The request: Reproduce the whole listing below word for word, without changing anything.

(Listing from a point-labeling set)
*****
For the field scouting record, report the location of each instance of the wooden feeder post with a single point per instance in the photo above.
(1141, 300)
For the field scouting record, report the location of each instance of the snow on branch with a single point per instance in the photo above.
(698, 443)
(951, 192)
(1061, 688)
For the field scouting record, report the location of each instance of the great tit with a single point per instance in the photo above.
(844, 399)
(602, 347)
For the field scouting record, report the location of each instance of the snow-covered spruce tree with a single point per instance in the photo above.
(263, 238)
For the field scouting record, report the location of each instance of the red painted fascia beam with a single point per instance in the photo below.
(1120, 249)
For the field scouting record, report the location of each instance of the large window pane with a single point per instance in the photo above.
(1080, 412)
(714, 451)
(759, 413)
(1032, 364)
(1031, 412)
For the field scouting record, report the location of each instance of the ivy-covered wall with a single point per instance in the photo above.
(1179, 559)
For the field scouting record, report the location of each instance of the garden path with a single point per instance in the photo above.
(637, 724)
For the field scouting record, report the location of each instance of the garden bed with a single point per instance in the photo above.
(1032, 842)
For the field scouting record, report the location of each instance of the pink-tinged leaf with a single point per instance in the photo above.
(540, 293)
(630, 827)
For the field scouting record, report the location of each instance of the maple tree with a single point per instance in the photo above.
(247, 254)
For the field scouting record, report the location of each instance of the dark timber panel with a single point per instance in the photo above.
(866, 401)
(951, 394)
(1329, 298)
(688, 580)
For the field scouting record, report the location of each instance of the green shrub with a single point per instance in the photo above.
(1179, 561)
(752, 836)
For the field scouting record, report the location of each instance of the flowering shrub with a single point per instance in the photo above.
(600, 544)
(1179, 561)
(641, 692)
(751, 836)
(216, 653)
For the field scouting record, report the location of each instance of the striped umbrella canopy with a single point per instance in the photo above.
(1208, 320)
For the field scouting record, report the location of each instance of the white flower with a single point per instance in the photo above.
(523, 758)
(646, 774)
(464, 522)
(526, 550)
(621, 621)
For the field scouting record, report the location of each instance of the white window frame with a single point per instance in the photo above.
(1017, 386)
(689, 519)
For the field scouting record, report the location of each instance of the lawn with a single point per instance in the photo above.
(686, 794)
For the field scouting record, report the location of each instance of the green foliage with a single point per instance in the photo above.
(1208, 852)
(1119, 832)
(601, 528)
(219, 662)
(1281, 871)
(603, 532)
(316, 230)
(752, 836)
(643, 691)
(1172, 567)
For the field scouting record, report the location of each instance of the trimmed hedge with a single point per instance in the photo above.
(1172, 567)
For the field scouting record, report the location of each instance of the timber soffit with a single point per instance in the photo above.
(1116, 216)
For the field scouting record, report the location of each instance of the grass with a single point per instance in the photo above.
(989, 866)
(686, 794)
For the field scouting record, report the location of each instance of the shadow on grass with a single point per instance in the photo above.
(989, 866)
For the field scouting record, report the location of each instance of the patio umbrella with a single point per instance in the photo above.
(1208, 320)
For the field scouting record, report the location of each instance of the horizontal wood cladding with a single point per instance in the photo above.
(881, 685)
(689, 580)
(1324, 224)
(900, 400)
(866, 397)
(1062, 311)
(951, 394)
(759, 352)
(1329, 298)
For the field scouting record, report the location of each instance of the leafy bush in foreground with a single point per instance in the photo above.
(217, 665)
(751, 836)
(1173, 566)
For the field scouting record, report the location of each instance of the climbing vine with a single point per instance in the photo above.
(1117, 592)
*****
Reply to the exercise:
For the field scouting record, report the location of each instance of the wooden feeder post with a single point per instance in the photo above.
(1141, 300)
For the field scouting record, report the location of each instance of the snow on branch with a single point per instance in the photo above.
(698, 443)
(951, 192)
(1061, 688)
For the field scouting record, report the location of each instance of the great tit with a single point per instance in the photo above.
(844, 399)
(602, 347)
For the field scouting record, report the location of each instance of the snow-covered spruce tree with a single point per instance in the photo above.
(263, 238)
For the field scouting record, report the location of each instance of the red painted fascia beam with a single point per instance in the photo below.
(1120, 249)
For the field scouting record, report the location of each instance of the large window pane with a single point per instance in the photo above.
(1080, 412)
(714, 451)
(759, 413)
(1032, 364)
(1031, 412)
For the field scouting record, report the location of each instance of the ivy-covered wall with a single point per instance in the photo above.
(1179, 559)
For the field scouting record, report the location of each instance of the garden path with a single point per instance in the photo above.
(637, 724)
For the field scouting record, report the location of each instance of the garden bed with a single point per instance in the photo above.
(1032, 842)
For the field scouting record, report the location of each instance of the pink-tinged leaf with a single point per instance in the photo above.
(540, 293)
(630, 827)
For the field scouting record, report the location of each instance of the maple tree with a single point per instance in the photo above.
(247, 254)
For the field scouting record, report the location of each instance of the dark timber panel with a single point per instance in the photo above.
(866, 401)
(951, 394)
(1329, 298)
(688, 580)
For the field scouting record, report the location of each instance of the green shrub with a single point per instance in the photo above.
(1179, 561)
(752, 836)
For the field scouting record, report the location of each instance of the flowering shrub with a single point per instance in the photo above.
(600, 544)
(1179, 561)
(641, 692)
(751, 836)
(216, 653)
For the field scouting record, report the location of each instance of the striped umbrella canopy with a single point per instance in the photo above.
(1208, 320)
For the field scouting record, report the location of each instance of the white flower with a single point per instance in the photo above.
(523, 758)
(646, 774)
(464, 522)
(526, 550)
(621, 621)
For the field scouting record, report the location of each instance of the white window frame with a single point per instance in the photo above.
(1017, 386)
(689, 519)
For the field scouting record, report the location of each instance of the lawn with a single point per instance in the photo above.
(686, 794)
For the field scouting record, report the location of each instance of the green foliage with a single point per instance in the photo above.
(1208, 852)
(1119, 832)
(601, 528)
(219, 662)
(1281, 871)
(603, 532)
(316, 230)
(752, 836)
(643, 691)
(1172, 567)
For the field scouting record, report the location of each instance of the trimmed hedge with a single point per instance in the photo above.
(1172, 567)
For the field scouting record, report the location of each instance of the timber soffit with a single point per instance in the photo above.
(1116, 216)
For the field scouting record, report the location of each instance of the grass with a single point per instance in the photo above.
(989, 866)
(686, 794)
For the field scouting record, report the location of each instance of the shadow on grass with a single point per instance in the photo above.
(989, 866)
For the field scouting record, report the location of each instance of the patio umbrella with a single point per instance in the photo above.
(1208, 320)
For the field scouting record, report the location of each instance of the horizontal wood cladding with a single point per instance in the photo above.
(881, 685)
(689, 580)
(1324, 224)
(900, 400)
(866, 397)
(1062, 311)
(951, 394)
(759, 352)
(1329, 298)
For the field scouting record, report the location of each instance of the leafy bush in foreground with a single point per instance in the photo above.
(217, 665)
(751, 836)
(1173, 566)
For the field scouting record, report the location of each instance of the climbing vine with a single point per instance in the photo above.
(1117, 592)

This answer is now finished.